**AIM**: Reproduce the lines below word for word, leaving out the pictures.

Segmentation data
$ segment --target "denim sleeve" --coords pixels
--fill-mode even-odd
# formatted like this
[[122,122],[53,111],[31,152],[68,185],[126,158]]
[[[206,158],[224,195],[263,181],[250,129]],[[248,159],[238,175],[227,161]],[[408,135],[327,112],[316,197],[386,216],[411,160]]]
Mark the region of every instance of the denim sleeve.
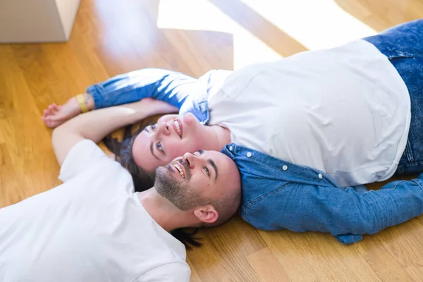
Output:
[[116,75],[87,88],[101,109],[154,98],[178,108],[186,98],[198,91],[196,78],[171,70],[146,68]]
[[422,214],[422,186],[423,174],[369,191],[288,182],[252,204],[242,216],[262,229],[328,232],[348,244]]

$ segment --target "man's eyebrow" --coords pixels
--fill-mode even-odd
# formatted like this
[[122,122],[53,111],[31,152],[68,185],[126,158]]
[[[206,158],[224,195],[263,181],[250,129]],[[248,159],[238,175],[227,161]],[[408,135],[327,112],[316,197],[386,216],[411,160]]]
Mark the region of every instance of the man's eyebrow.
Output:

**TASK OUTPUT**:
$ segment --target "denim sleeve" --coords pixels
--fill-mode even-odd
# formatted like this
[[122,122],[53,111],[31,152],[68,185],[126,158]]
[[[206,158],[224,195],[263,181],[250,129]],[[248,159],[238,175],[227,161]],[[408,135],[327,112],[316,197],[386,216],[411,160]]]
Mark the region of every instance of the denim sleeve.
Output:
[[116,75],[87,88],[101,109],[154,98],[178,108],[186,98],[198,91],[196,78],[171,70],[146,68]]
[[422,214],[422,186],[423,174],[369,191],[288,182],[252,204],[242,216],[262,229],[328,232],[348,244]]

$ segment --target "man's eyebrow" --coords pixels
--fill-mode even-odd
# formatted like this
[[122,122],[53,111],[31,152],[68,185],[126,158]]
[[[206,158],[224,195],[263,181],[250,129]],[[248,159],[238,175],[227,161]],[[408,135],[327,112],[316,197],[386,216],[411,160]]]
Mark the region of every instance of the man's eyebrow.
Output:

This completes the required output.